- Stated problem
How many lines of the items contain the string "white"? Give only the number.

- Exercise data
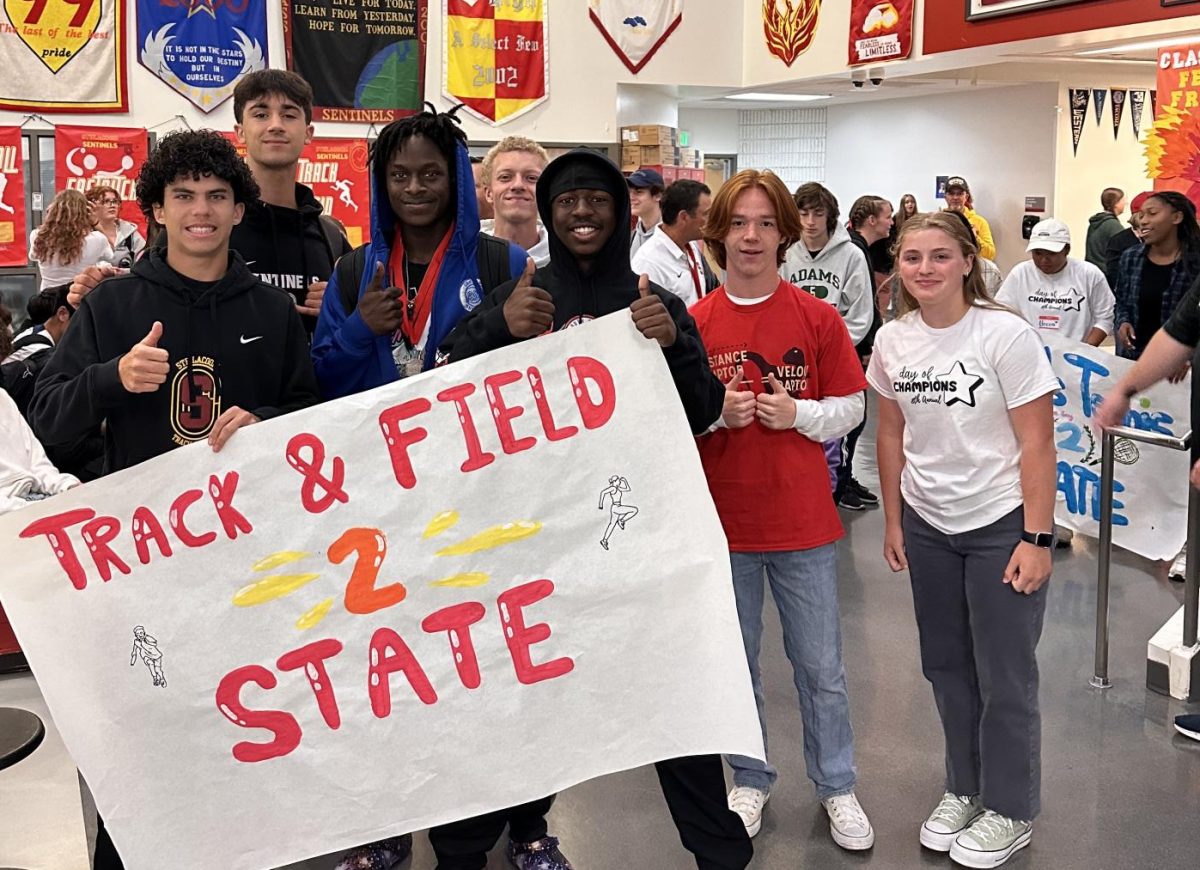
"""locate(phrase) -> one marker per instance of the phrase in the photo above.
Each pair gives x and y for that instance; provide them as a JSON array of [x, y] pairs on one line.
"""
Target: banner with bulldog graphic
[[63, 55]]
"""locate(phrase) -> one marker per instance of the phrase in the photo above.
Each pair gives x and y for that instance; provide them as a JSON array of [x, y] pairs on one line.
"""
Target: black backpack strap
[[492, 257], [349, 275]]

...

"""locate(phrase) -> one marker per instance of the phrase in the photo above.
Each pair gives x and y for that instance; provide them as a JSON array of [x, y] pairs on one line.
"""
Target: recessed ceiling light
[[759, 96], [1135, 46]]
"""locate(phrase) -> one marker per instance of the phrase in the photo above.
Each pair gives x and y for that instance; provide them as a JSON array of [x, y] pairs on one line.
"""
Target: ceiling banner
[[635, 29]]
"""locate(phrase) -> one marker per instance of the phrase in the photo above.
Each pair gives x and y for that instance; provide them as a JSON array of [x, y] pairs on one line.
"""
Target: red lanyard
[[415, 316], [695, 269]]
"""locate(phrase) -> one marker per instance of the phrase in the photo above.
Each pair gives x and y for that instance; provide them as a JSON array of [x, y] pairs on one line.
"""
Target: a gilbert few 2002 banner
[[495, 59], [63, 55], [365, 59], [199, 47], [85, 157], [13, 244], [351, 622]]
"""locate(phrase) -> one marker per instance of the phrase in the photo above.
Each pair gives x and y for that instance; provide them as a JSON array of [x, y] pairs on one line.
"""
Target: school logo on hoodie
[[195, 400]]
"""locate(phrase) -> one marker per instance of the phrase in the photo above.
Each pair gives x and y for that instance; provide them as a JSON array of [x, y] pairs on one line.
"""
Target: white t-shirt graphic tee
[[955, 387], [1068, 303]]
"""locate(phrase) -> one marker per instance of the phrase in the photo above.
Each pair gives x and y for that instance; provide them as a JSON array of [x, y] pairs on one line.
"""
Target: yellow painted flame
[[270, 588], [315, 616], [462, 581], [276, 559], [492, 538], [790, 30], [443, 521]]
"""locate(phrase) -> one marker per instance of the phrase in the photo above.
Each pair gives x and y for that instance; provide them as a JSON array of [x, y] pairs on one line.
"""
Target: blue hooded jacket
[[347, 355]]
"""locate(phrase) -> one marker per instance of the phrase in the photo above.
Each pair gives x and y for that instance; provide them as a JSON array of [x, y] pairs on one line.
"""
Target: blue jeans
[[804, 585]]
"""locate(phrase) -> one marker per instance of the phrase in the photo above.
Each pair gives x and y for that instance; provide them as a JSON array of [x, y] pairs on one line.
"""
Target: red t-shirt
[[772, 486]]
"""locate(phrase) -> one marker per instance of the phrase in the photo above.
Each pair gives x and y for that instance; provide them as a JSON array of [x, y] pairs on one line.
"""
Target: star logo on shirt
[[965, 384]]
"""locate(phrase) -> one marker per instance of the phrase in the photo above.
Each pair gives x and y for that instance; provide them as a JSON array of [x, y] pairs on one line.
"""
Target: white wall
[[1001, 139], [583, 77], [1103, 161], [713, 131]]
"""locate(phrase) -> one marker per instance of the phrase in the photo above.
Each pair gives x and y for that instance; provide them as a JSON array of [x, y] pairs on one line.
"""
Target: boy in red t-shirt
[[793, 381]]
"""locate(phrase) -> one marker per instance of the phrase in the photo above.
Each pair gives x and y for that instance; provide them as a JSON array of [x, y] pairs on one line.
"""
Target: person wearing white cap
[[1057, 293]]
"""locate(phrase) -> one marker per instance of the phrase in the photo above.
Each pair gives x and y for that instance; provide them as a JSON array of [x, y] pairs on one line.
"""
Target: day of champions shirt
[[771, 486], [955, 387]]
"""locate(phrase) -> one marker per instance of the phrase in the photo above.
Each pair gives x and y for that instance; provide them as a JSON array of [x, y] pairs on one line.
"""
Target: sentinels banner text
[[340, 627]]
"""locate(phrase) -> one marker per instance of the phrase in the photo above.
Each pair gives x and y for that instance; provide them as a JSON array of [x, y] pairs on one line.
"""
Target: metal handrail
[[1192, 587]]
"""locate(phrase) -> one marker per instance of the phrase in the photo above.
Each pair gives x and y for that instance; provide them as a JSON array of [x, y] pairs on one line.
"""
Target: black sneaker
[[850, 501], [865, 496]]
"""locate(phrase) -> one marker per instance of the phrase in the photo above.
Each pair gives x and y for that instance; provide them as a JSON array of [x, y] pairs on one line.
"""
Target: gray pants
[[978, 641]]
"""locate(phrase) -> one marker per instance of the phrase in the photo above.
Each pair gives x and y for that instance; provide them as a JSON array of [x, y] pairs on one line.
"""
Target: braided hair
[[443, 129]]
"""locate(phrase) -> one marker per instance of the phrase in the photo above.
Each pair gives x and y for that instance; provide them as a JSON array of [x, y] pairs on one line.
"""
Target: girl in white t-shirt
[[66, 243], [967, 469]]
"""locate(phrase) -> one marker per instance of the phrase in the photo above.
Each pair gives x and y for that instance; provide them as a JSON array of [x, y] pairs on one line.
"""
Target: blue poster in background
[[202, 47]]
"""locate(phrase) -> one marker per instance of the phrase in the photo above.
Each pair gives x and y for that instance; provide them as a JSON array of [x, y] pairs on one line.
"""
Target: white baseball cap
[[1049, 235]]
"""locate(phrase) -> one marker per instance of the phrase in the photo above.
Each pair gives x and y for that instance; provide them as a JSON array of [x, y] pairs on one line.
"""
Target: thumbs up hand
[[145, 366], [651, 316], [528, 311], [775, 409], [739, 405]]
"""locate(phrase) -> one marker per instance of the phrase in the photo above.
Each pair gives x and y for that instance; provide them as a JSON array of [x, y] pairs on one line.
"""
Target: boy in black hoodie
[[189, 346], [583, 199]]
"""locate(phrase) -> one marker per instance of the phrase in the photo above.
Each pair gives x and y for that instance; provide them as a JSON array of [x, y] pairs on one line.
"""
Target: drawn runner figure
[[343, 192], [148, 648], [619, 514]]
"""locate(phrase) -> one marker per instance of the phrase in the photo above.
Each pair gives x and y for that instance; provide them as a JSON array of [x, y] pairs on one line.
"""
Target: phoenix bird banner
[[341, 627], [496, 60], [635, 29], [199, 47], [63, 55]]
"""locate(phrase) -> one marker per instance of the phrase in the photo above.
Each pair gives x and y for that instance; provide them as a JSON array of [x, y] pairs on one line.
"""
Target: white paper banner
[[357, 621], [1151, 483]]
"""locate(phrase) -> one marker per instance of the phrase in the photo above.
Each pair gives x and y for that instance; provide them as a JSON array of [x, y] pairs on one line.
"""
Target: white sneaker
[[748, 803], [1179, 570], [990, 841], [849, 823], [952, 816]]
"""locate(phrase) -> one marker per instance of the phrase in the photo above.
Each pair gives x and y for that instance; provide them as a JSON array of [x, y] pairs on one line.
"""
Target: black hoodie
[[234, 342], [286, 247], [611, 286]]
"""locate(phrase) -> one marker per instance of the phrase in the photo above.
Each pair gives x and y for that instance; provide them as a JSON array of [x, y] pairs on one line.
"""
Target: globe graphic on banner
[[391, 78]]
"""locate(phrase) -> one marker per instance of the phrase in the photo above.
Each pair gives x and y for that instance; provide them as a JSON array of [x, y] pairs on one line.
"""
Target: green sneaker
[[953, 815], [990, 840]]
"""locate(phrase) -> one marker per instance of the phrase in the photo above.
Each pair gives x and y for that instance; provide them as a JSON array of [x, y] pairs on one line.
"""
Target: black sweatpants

- Task solution
7